- _Work instructions_
Everything from the line containing "Objective — one marker per instance of the rifle in" down to the last line of the entries below must be transcribed exactly, and nothing else.

(Location identification entries)
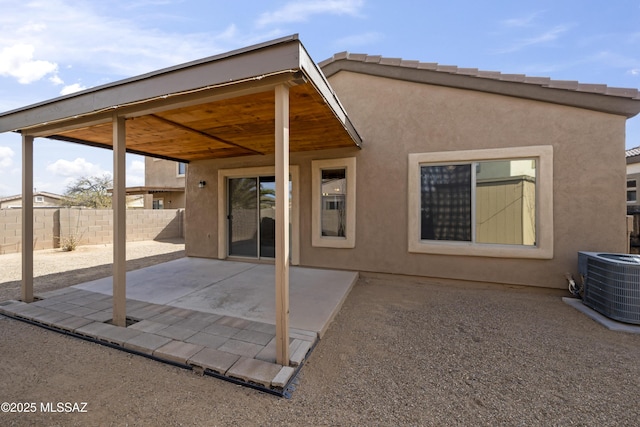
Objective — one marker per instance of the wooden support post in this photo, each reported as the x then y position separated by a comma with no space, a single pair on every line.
119,223
27,218
282,224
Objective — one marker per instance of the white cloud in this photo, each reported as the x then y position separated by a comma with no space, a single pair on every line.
17,61
76,87
75,169
90,36
301,11
6,157
56,80
545,37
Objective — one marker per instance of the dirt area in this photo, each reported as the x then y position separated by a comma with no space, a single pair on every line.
400,352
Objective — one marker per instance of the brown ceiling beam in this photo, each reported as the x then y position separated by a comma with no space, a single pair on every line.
203,134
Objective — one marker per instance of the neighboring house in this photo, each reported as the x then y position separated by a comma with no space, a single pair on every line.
41,199
395,167
633,201
633,180
164,184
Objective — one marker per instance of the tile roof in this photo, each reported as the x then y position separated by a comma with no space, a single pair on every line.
546,82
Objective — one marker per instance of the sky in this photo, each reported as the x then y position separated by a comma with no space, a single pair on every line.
50,48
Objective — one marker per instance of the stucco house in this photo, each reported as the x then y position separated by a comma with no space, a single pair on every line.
379,165
164,182
632,156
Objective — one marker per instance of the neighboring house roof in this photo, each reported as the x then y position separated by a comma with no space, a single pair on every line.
598,97
38,193
235,90
633,155
149,190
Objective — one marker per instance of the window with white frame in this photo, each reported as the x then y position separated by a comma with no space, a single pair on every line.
494,202
632,194
333,207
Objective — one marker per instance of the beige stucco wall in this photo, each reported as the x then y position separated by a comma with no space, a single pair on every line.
164,173
395,118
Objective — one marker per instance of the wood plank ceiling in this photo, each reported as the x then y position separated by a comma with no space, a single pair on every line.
232,127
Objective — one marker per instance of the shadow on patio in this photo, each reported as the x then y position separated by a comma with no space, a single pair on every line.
216,317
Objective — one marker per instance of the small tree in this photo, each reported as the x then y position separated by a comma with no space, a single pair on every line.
90,192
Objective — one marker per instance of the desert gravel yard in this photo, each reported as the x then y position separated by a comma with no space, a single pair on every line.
400,352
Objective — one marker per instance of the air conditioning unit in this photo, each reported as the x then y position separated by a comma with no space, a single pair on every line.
611,284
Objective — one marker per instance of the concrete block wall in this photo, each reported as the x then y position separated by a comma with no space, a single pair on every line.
89,226
44,229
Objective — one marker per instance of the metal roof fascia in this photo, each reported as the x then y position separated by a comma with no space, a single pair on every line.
253,61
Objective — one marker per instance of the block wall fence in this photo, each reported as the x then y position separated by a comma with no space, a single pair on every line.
89,226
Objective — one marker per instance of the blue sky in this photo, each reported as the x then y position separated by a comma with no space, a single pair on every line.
54,47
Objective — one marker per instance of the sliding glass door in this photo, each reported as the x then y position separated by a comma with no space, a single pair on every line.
252,217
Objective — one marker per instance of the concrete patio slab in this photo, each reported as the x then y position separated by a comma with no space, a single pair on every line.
177,351
237,290
170,280
215,316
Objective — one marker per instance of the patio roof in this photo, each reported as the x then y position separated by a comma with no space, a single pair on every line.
216,107
264,99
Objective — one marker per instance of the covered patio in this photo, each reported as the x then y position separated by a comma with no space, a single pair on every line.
269,99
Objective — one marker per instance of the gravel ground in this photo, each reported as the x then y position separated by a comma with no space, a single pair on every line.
400,352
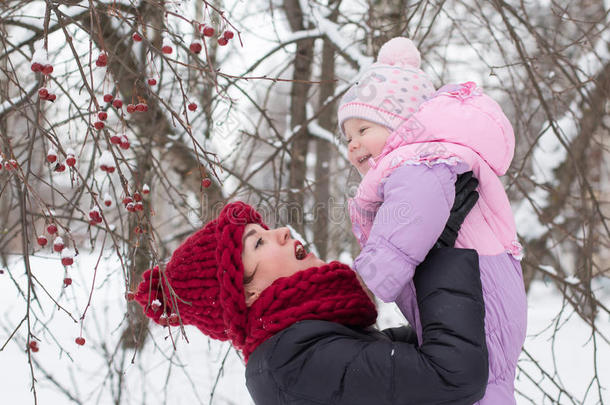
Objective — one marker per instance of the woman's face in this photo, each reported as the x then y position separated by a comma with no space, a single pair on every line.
268,255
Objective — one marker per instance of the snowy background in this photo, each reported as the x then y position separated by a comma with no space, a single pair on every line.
565,358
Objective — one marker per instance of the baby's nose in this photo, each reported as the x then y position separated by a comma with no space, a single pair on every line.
353,145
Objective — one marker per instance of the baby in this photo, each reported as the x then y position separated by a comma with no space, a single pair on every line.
409,142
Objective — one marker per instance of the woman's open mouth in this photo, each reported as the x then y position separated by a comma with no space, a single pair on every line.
364,158
299,251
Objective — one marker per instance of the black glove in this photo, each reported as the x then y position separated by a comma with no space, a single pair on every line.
465,198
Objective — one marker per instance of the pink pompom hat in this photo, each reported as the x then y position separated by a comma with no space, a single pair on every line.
390,90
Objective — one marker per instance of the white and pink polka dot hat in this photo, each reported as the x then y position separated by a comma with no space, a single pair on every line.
389,90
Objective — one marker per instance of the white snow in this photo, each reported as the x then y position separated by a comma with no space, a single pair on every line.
187,375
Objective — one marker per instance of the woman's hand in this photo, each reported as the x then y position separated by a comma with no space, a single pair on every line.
465,198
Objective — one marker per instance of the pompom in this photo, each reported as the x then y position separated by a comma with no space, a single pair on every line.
399,51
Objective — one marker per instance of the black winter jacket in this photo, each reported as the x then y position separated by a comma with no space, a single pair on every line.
325,363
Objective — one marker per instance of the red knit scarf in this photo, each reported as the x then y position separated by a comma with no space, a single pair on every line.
330,292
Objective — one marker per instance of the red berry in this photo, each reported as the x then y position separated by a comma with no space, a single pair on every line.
156,305
195,47
163,320
102,60
47,70
51,156
42,240
208,31
174,319
58,244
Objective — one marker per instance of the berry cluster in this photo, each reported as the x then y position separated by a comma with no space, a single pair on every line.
172,319
8,164
40,63
106,162
60,166
44,94
94,216
102,60
67,255
133,203
140,107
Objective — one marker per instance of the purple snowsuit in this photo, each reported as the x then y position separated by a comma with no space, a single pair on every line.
403,203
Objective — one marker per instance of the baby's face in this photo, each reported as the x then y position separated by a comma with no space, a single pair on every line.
365,139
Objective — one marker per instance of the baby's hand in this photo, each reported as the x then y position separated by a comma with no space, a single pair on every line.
465,198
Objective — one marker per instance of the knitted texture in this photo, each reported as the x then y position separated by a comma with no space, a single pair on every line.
206,276
330,292
203,284
390,90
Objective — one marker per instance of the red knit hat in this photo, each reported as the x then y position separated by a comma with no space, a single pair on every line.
205,275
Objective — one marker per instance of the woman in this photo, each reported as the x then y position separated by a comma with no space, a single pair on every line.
304,325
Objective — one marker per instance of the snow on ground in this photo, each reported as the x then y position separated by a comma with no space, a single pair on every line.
159,375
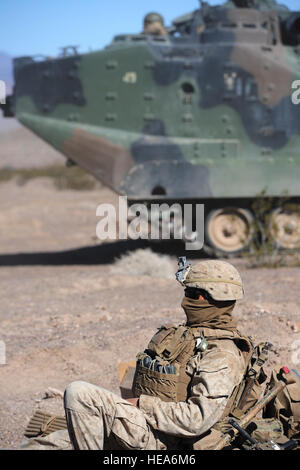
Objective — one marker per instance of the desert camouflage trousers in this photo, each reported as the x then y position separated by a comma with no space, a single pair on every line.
98,419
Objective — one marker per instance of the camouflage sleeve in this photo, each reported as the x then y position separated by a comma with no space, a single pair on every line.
214,378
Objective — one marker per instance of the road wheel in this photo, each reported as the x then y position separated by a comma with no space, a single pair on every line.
229,230
285,228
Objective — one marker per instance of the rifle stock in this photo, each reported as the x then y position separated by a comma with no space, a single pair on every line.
247,418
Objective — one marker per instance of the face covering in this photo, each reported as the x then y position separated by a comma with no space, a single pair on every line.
205,314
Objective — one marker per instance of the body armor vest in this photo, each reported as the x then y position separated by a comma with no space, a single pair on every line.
161,368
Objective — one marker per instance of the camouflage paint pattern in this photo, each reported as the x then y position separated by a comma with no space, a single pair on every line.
205,113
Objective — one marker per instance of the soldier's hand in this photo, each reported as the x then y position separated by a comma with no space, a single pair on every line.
134,401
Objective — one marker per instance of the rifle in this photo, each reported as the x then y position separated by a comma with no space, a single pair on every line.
238,427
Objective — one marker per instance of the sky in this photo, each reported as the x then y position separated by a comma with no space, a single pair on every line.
31,27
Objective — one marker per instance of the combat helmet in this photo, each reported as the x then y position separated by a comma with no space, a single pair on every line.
220,279
153,18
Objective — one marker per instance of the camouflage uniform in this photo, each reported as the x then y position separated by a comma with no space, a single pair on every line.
99,419
154,24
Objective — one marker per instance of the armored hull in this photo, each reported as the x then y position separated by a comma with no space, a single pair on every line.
202,113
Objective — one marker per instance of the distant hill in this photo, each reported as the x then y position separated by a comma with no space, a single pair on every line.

- _The reply_
Objective — one marker per instance of the rifle in this photo, each reported as the x then y position separated by a comma with no space, a single pair on every line.
238,427
Objective — one marker per instance of the sky in this photo, each reported as the x then y position separated by a comma with no space, a single pair on every line.
31,27
Objective — one marker per instance of the combat helmet in this photo, each reported as the x then y position separated by a comma with no space, a single pair on every line.
220,279
153,18
Objective — one marker per instance of the camouflage uniform in this photo, each reported as the x then y position separated by a comma with no space, a single pair on every line.
99,419
154,24
Objective — one marker per instance of the armored hull in this photo, each reported as the x then y position separated by a comma with no space, a single pair on every line.
202,113
Objective — one marker per instance of the distant hill in this photo, each reported as the x then y position separated by a comma with no space, a single pair on every line.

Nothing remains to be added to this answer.